**Provided data:**
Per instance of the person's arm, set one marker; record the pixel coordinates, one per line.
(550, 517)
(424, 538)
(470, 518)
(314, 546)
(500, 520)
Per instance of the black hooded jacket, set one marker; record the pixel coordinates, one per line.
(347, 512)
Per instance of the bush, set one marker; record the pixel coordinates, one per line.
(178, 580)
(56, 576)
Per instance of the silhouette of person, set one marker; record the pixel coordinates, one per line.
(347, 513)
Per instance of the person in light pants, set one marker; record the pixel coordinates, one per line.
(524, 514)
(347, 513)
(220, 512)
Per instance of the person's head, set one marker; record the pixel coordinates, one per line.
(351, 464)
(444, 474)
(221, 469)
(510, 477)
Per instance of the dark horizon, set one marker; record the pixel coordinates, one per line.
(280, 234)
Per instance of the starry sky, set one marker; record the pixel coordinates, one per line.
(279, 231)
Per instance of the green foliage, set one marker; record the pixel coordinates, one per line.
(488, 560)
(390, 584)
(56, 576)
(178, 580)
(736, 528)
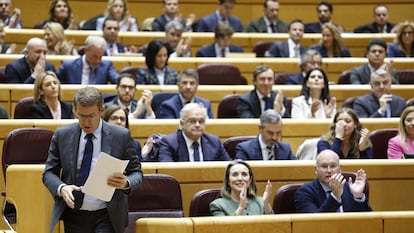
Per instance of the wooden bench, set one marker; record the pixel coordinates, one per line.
(387, 180)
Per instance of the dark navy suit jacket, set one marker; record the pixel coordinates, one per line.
(19, 71)
(368, 105)
(210, 51)
(40, 111)
(174, 149)
(281, 49)
(170, 109)
(209, 22)
(311, 198)
(250, 150)
(70, 72)
(248, 105)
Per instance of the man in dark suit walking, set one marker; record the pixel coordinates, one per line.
(267, 145)
(73, 152)
(380, 102)
(330, 192)
(190, 142)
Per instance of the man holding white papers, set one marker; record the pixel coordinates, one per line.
(73, 152)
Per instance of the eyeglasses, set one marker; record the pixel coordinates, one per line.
(116, 118)
(328, 166)
(86, 117)
(195, 121)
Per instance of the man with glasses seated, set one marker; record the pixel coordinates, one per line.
(125, 89)
(190, 143)
(267, 145)
(330, 192)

**What you should do:** Please reproduce every record exactly, leaving the pictures out.

**Response to the exercise:**
Per instance of the person's arm, set one marker; record the pixel coordinates, one per line.
(550, 517)
(424, 538)
(470, 518)
(314, 546)
(500, 520)
Per instance of the black hooded jacket, set one marker; record the pixel coordinates, one per line.
(347, 512)
Per instance of the bush, set one marker; record the pixel coordinates, one per line.
(178, 580)
(56, 576)
Per instance of the silhouette of person, set one marker; record the pixel coordinates, one per line.
(347, 513)
Per instance of the person in light pants, set one marker; record the pixel coordinates, one per line.
(524, 514)
(347, 513)
(220, 512)
Per instance of the person's head, set one marker; record the pixel coordinates, one per line.
(351, 464)
(444, 474)
(221, 469)
(510, 477)
Per instance of the dark horizon, set one marker; record the pixel coordinates, one per line.
(280, 234)
Per instance of the starry sky, set one marker; record the pixel coordinates, one per line.
(279, 231)
Per instance of the green foliage, set one marker; record the pixel coordinates, one per line.
(488, 560)
(390, 584)
(56, 576)
(178, 580)
(736, 528)
Per instance of the wooden bench, set one marker; record the pixel coordinates, one per line.
(387, 180)
Per instance of the dark navy suit jacket, set one marker; record the pixel coordinates, one per line.
(19, 71)
(368, 105)
(210, 51)
(40, 111)
(174, 149)
(281, 49)
(170, 109)
(209, 22)
(311, 198)
(250, 150)
(70, 72)
(248, 105)
Per instance of the man in dark suit walking, set one marker; record the pixel coordinates, one per line.
(267, 145)
(73, 152)
(380, 102)
(330, 192)
(190, 142)
Per instance of the man holding white papers, set one marker; record the pixel coordinates, one per line.
(73, 152)
Per instance of the eyeglasses, set one marker; record the pixel coordinates, one per line.
(116, 118)
(328, 166)
(86, 117)
(195, 121)
Per instance of the man with glasses seated, set one marker; record the pixel coordinates, one per line.
(125, 89)
(190, 143)
(267, 145)
(330, 192)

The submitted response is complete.